→ Requirements
Using the 1998 Memorial Cup article, explain in one to three sentences why the tournament was called the 1998 Chrysler Memorial Cup.

→ Text extract
"""

1998 Memorial Cup

Tournament details
- Venue(s): Spokane Veterans Memorial Arena Spokane, Washington
- Dates: May 9–17, 1998
- Teams: 4
- Host team: Spokane Chiefs (WHL)
- TV partner: TSN

Final positions
- Champions: Portland Winter Hawks (WHL) (2nd title)

Tournament statistics
- Games played: 8

= 1998 Memorial Cup =

Canadian junior men's ice hockey championship

The Memorial Cup trophy

The 1998 Memorial Cup (branded as the 1998 Chrysler Memorial Cup for sponsorship reasons) occurred May 9–17 at the Spokane Veterans Memorial Arena in Spokane, Washington. It was the 80th annual Memorial Cup competition and determined the major junior ice hockey champion of the Canadian Hockey League (CHL). Participating teams were the host Spokane Chiefs and the winners of the Ontario Hockey League, Quebec Major Junior Hockey League and Western Hockey League which were the Guelph Storm, Val-d'Or Foreurs and Portland Winter Hawks. The Winter Hawks won their second Memorial Cup defeating the Storm from a goal in overtime by Bobby Russell.

The tournament set a new Memorial Cup attendance record, though that record was broken the following year in Ottawa. This was the first Memorial Cup to feature two American teams (Spokane and Portland), both representing the WHL.

==Round-robin standings==

| Pos | Team | Pld | W | L | GF | GA |
|---|---|---|---|---|---|---|
| 1 | Portland Winter Hawks (WHL) | 3 | 3 | 0 | 17 | 8 |
| 2 | Guelph Storm (OHL) | 3 | 2 | 1 | 12 | 7 |
| 3 | Spokane Chiefs (host) | 3 | 1 | 2 | 8 | 11 |
| 4 | Val-d'Or Foreurs (QMJHL) | 3 | 0 | 3 | 8 | 19 |

==Scores==
Round-robin
- May 9 Spokane 5, Val-d'Or 4
- May 10 Portland 6, Guelph 2
- May 11 Guelph 3, Spokane 1
- May 12 Portland 7, Val-d'Or 4
- May 13 Guelph 7, Val-d'Or 0
- May 14 Portland 4, Spokane 2

Semi-final
- May 16 Guelph 2, Spokane 1 (OT)

"""

→ Dataset extract

"""

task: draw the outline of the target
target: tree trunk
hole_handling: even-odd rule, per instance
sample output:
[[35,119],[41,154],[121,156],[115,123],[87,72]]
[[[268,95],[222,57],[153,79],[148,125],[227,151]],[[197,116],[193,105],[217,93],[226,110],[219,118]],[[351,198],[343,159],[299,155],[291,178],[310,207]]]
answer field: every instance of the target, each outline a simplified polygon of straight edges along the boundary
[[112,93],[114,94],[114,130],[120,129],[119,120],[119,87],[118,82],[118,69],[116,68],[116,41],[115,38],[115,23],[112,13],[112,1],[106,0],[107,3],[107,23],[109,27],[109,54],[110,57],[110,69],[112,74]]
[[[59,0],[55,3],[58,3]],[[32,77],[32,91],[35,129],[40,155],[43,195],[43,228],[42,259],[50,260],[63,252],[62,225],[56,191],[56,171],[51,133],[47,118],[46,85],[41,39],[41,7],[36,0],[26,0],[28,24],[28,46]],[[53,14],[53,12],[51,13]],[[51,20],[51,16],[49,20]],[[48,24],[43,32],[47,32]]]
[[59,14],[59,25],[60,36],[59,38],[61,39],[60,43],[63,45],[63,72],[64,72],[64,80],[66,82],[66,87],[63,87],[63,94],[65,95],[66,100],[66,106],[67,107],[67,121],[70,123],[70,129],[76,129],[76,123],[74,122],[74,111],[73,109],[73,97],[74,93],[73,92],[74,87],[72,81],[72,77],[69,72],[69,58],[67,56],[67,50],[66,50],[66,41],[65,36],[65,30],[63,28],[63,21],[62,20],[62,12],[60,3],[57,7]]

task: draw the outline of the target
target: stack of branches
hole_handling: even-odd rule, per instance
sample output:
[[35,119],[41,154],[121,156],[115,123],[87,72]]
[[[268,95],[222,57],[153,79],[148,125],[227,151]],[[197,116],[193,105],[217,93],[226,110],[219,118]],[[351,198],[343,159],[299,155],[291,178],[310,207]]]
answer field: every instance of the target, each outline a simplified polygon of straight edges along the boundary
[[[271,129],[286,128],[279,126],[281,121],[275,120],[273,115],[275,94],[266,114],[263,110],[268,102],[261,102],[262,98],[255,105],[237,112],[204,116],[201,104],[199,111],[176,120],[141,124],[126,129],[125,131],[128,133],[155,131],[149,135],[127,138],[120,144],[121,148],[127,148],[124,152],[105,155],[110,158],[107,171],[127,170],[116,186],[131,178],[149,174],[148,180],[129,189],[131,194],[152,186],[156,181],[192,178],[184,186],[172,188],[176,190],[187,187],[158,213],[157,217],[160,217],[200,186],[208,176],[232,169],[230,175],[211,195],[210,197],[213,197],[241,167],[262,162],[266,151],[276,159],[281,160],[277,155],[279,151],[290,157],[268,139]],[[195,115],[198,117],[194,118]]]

"""
"""

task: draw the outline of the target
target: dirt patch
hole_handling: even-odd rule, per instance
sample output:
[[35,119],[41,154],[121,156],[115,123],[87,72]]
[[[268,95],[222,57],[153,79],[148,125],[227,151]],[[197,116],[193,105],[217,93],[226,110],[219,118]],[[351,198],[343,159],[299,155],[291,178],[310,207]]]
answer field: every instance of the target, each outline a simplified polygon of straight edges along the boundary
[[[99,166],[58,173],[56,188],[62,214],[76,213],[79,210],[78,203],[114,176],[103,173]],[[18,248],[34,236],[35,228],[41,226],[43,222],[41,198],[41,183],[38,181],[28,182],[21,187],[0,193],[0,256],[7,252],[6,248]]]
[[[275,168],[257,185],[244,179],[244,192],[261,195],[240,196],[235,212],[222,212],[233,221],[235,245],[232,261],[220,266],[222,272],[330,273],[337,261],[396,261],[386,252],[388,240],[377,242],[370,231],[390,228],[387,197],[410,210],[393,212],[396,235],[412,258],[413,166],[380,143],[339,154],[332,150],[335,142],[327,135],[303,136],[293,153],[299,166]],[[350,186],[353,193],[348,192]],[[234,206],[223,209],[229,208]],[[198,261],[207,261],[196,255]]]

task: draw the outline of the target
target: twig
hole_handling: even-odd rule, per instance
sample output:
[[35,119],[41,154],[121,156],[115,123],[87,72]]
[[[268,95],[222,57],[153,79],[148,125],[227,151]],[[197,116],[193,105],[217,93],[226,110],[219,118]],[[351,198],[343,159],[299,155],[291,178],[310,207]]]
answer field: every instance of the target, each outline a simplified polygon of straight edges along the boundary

"""

→ Exercise output
The tournament was branded as the 1998 Chrysler Memorial Cup for sponsorship reasons. It was the 1998 Memorial Cup, held May 9–17 at the Spokane Veterans Memorial Arena in Spokane, Washington.